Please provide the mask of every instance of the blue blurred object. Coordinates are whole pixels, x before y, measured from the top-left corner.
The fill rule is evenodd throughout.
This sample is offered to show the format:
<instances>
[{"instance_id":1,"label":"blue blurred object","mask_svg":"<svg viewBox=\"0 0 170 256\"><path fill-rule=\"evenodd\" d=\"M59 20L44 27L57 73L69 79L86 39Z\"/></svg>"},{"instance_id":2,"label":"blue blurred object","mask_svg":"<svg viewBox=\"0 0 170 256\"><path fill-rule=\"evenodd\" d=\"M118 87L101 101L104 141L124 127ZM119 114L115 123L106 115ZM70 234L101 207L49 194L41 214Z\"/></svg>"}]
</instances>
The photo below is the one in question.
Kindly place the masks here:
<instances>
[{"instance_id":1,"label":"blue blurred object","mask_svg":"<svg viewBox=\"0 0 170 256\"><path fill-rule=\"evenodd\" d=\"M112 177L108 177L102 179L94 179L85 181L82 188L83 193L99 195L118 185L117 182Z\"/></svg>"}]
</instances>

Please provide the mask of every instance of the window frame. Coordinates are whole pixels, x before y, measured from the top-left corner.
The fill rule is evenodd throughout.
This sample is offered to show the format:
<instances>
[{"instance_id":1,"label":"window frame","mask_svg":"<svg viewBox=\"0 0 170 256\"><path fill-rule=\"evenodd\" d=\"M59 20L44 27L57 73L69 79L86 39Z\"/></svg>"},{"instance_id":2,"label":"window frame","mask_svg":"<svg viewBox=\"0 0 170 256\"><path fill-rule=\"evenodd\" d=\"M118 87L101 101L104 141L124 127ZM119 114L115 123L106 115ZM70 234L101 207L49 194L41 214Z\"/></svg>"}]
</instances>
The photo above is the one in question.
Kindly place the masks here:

-=-=-

Can you write out all of the data above again, swapping "whole pixels" for "integer pixels" and keeping everything else the same?

Please provide the mask of every instance of the blue blurred object. Coordinates are integer pixels, x before y, measured from the top-left corner.
The fill rule is evenodd throughout.
This sample is offered to show the format:
<instances>
[{"instance_id":1,"label":"blue blurred object","mask_svg":"<svg viewBox=\"0 0 170 256\"><path fill-rule=\"evenodd\" d=\"M59 20L44 27L57 73L69 79L86 39Z\"/></svg>"},{"instance_id":2,"label":"blue blurred object","mask_svg":"<svg viewBox=\"0 0 170 256\"><path fill-rule=\"evenodd\" d=\"M118 87L101 101L104 141L124 127ZM119 114L115 123L106 115ZM70 234L101 207L49 194L41 214Z\"/></svg>"}]
</instances>
The photo below is the one in question.
Kindly place the masks here:
<instances>
[{"instance_id":1,"label":"blue blurred object","mask_svg":"<svg viewBox=\"0 0 170 256\"><path fill-rule=\"evenodd\" d=\"M112 177L108 177L102 179L94 179L85 181L82 188L83 193L99 195L118 185L117 182Z\"/></svg>"}]
</instances>

Please provide the mask of every instance of the window frame. Coordinates are integer pixels, x before y, measured from the top-left corner.
The fill rule is evenodd throughout.
This sample is offered to show the format:
<instances>
[{"instance_id":1,"label":"window frame","mask_svg":"<svg viewBox=\"0 0 170 256\"><path fill-rule=\"evenodd\" d=\"M59 20L44 27L57 73L69 79L86 39Z\"/></svg>"},{"instance_id":2,"label":"window frame","mask_svg":"<svg viewBox=\"0 0 170 256\"><path fill-rule=\"evenodd\" d=\"M118 87L101 101L104 141L124 127ZM119 114L115 123L106 115ZM70 234L101 207L49 194L41 214Z\"/></svg>"}]
</instances>
The photo above is the one in question.
Kindly place the masks here:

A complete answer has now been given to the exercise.